[Image point annotation entries]
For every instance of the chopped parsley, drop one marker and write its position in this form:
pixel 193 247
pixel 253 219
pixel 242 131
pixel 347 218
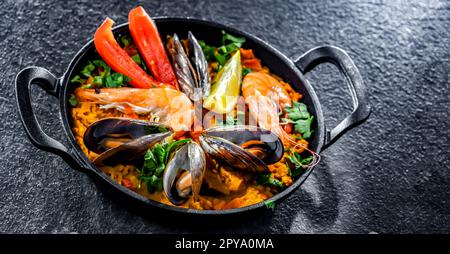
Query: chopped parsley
pixel 220 54
pixel 73 100
pixel 298 115
pixel 155 161
pixel 299 163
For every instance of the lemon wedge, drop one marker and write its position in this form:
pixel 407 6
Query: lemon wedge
pixel 226 87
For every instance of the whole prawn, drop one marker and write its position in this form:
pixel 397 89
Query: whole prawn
pixel 171 106
pixel 265 96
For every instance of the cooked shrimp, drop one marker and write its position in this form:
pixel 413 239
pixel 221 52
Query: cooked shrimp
pixel 171 106
pixel 264 96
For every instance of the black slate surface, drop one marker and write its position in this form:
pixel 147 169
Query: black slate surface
pixel 390 174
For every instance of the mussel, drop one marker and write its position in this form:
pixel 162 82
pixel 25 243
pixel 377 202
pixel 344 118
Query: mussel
pixel 184 172
pixel 190 68
pixel 122 140
pixel 248 148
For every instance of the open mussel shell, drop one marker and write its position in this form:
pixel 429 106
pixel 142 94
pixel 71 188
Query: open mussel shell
pixel 201 66
pixel 131 151
pixel 190 68
pixel 108 133
pixel 232 155
pixel 262 143
pixel 122 140
pixel 184 172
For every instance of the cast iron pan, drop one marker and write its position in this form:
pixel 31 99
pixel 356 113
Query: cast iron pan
pixel 291 71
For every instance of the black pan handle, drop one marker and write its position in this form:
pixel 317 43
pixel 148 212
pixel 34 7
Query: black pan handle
pixel 358 91
pixel 47 81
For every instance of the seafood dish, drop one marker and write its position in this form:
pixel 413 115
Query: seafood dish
pixel 187 122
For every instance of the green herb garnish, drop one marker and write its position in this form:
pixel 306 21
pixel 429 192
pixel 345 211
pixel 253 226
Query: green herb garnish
pixel 267 179
pixel 246 71
pixel 229 44
pixel 155 161
pixel 87 70
pixel 299 163
pixel 298 115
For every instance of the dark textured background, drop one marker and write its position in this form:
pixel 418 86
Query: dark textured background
pixel 390 174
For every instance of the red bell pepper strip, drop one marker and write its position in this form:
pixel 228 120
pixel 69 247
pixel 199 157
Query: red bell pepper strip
pixel 148 41
pixel 118 59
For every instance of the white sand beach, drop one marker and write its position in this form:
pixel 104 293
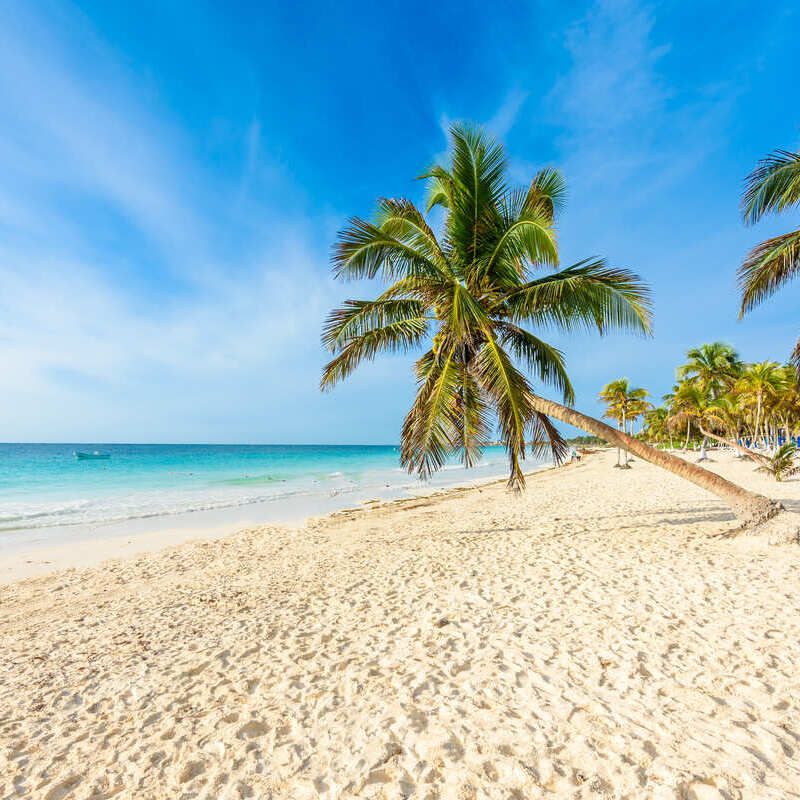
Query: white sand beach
pixel 600 636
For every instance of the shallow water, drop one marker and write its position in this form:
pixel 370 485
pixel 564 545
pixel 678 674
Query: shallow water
pixel 44 486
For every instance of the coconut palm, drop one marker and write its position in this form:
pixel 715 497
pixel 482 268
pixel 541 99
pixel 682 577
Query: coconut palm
pixel 468 298
pixel 759 383
pixel 692 404
pixel 781 462
pixel 620 399
pixel 772 187
pixel 713 366
pixel 656 426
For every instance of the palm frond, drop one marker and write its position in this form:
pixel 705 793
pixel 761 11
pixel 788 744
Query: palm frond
pixel 402 220
pixel 439 188
pixel 543 360
pixel 363 250
pixel 398 336
pixel 528 237
pixel 502 381
pixel 472 420
pixel 478 166
pixel 432 425
pixel 548 192
pixel 357 317
pixel 767 267
pixel 772 186
pixel 589 294
pixel 544 436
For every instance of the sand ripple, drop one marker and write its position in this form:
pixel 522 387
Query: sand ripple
pixel 591 639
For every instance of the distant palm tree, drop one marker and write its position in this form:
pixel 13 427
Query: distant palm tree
pixel 656 426
pixel 760 382
pixel 692 403
pixel 714 366
pixel 772 187
pixel 473 289
pixel 781 462
pixel 621 400
pixel 466 296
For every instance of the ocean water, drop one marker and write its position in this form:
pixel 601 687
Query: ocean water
pixel 44 486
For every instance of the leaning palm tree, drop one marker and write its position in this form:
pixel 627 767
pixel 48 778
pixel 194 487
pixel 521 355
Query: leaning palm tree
pixel 758 384
pixel 781 462
pixel 468 298
pixel 657 427
pixel 772 187
pixel 713 366
pixel 620 399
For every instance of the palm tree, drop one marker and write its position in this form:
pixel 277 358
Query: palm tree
pixel 781 463
pixel 656 425
pixel 757 383
pixel 692 404
pixel 473 290
pixel 620 399
pixel 466 298
pixel 772 187
pixel 712 368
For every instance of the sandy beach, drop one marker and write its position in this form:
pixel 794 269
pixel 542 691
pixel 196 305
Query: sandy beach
pixel 603 635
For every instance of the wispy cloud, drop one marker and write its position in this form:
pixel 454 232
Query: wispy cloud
pixel 145 295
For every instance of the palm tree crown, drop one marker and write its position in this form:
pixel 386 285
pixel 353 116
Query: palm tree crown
pixel 713 366
pixel 772 187
pixel 468 296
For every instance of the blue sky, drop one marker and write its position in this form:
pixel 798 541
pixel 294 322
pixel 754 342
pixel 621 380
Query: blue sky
pixel 172 176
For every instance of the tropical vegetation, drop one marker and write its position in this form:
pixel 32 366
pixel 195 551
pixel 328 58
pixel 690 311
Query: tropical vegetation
pixel 468 294
pixel 752 407
pixel 772 187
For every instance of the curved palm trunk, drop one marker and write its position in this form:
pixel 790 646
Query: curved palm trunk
pixel 625 464
pixel 757 457
pixel 758 419
pixel 749 507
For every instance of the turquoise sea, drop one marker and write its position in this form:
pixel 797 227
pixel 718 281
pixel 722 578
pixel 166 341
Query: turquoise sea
pixel 44 486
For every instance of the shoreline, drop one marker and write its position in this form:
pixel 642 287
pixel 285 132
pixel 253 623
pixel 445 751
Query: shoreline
pixel 82 547
pixel 597 635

* Task objective:
Reproduce all of the material above, substituting "place" for every occurrence of "drop" and keeping everything else unchanged. Omit the pictures from your output.

* Exercise result:
For every instance of the chopped parsley, place one marker and write its position in this form:
pixel 193 247
pixel 253 219
pixel 242 131
pixel 347 218
Query: chopped parsley
pixel 220 54
pixel 73 100
pixel 298 115
pixel 155 161
pixel 299 163
For every instance of the lemon wedge, place one marker and write its position in this form:
pixel 407 6
Query: lemon wedge
pixel 226 87
For every instance of the whole prawn, place one marker and write its position in this form:
pixel 397 89
Query: whole prawn
pixel 171 106
pixel 265 96
For every instance of the cooked shrimp, place one marker and write its position in this form:
pixel 413 239
pixel 221 52
Query: cooked shrimp
pixel 171 106
pixel 264 96
For every instance of the black slate surface, place one marker and write its position in this form:
pixel 147 169
Query: black slate surface
pixel 390 174
For every instance of the mussel, place one marker and write its position in this form:
pixel 162 82
pixel 25 243
pixel 377 202
pixel 344 118
Query: mussel
pixel 184 172
pixel 190 68
pixel 122 140
pixel 248 148
For every instance of the open mussel shell, place one marker and write its position in this form:
pixel 429 106
pixel 142 94
pixel 71 188
Query: open mussel shell
pixel 201 66
pixel 131 151
pixel 190 68
pixel 108 133
pixel 232 155
pixel 262 143
pixel 122 140
pixel 184 172
For every instance of the cast iron pan, place one marker and write its position in this form:
pixel 31 99
pixel 356 113
Query: cast iron pan
pixel 291 71
For every instance of the black pan handle, place one marker and write its position in this form:
pixel 317 43
pixel 148 212
pixel 34 7
Query: black pan handle
pixel 358 91
pixel 47 81
For every instance of the seafood dish, place one marker and write its position in this form:
pixel 413 115
Query: seafood dish
pixel 187 122
For every instance of the green herb garnish, place one marker and write its position in this form:
pixel 306 21
pixel 429 192
pixel 345 211
pixel 253 226
Query: green herb garnish
pixel 267 179
pixel 246 71
pixel 229 44
pixel 155 161
pixel 87 70
pixel 299 163
pixel 298 115
For every instance of the dark textured background, place one marker and write its position in this form:
pixel 418 86
Query: dark textured background
pixel 390 174
For every instance of the red bell pepper strip, place one marker and write its position in this form:
pixel 228 120
pixel 69 247
pixel 199 157
Query: red bell pepper strip
pixel 148 41
pixel 118 59
For every instance of the white sand beach, place one marker and write its position in this form:
pixel 104 293
Query: white sand beach
pixel 600 636
For every instance of the shallow water, place one marker and write its position in this form:
pixel 370 485
pixel 564 545
pixel 678 674
Query: shallow water
pixel 44 486
For every instance of the coconut palm, place one marker and write its position in this form:
pixel 715 497
pixel 482 268
pixel 541 99
pixel 682 577
Query: coconut palm
pixel 468 298
pixel 759 383
pixel 692 404
pixel 781 462
pixel 620 399
pixel 772 187
pixel 713 366
pixel 656 426
For every instance of the palm frond, place one marker and write its position in this form:
pixel 705 793
pixel 761 11
pixel 788 744
Query: palm frond
pixel 402 220
pixel 439 188
pixel 543 360
pixel 363 250
pixel 398 336
pixel 528 237
pixel 502 381
pixel 472 420
pixel 478 166
pixel 432 425
pixel 548 192
pixel 357 317
pixel 767 267
pixel 772 186
pixel 589 294
pixel 544 436
For every instance of the sand ripple, place one marker and write its position in this form:
pixel 522 387
Query: sand ripple
pixel 591 639
For every instance of the distant palm tree, place one marker and write its position in this form:
pixel 13 427
Query: distant palm tree
pixel 656 426
pixel 760 382
pixel 692 403
pixel 714 366
pixel 772 187
pixel 473 289
pixel 781 462
pixel 621 400
pixel 466 296
For every instance of the ocean water, place one marker and write its position in this form:
pixel 601 687
Query: ocean water
pixel 44 486
For every instance of the leaning palm tree, place one marker and write its position in this form:
pixel 627 767
pixel 48 778
pixel 194 487
pixel 521 355
Query: leaning palm tree
pixel 758 384
pixel 781 462
pixel 468 298
pixel 657 427
pixel 772 187
pixel 713 366
pixel 620 399
For every instance of the palm tree, place one marker and write its position in this form:
pixel 277 358
Query: palm tree
pixel 781 463
pixel 656 425
pixel 757 383
pixel 692 404
pixel 473 290
pixel 620 399
pixel 466 298
pixel 772 187
pixel 712 368
For every instance of the sandy beach, place one marker and write its position in this form:
pixel 794 269
pixel 542 691
pixel 196 305
Query: sandy beach
pixel 603 635
For every instance of the wispy cloud, place one marker and write its position in this form:
pixel 454 232
Query: wispy cloud
pixel 145 295
For every instance of the palm tree crown, place one marker and write its position in this form:
pixel 386 285
pixel 353 116
Query: palm tree crown
pixel 713 366
pixel 772 187
pixel 468 296
For every instance of the blue sky, place one marker and write its position in this form:
pixel 798 541
pixel 294 322
pixel 754 342
pixel 621 380
Query: blue sky
pixel 172 176
For every instance of the tropical vegetation, place one marker and write its position in this form:
pixel 32 366
pixel 195 551
pixel 328 58
pixel 690 311
Query: tropical vegetation
pixel 468 294
pixel 752 407
pixel 772 187
For every instance of the curved palm trunk, place one marker and write its position in this form:
pixel 790 646
Query: curved palm trunk
pixel 625 464
pixel 757 457
pixel 758 419
pixel 749 507
For every instance of the turquoise sea, place one marker and write its position in this form:
pixel 797 227
pixel 718 281
pixel 722 578
pixel 166 341
Query: turquoise sea
pixel 44 486
For every instance of the shoreline, place one marker and write its position in this form:
pixel 642 287
pixel 285 132
pixel 253 623
pixel 445 751
Query: shoreline
pixel 82 547
pixel 597 635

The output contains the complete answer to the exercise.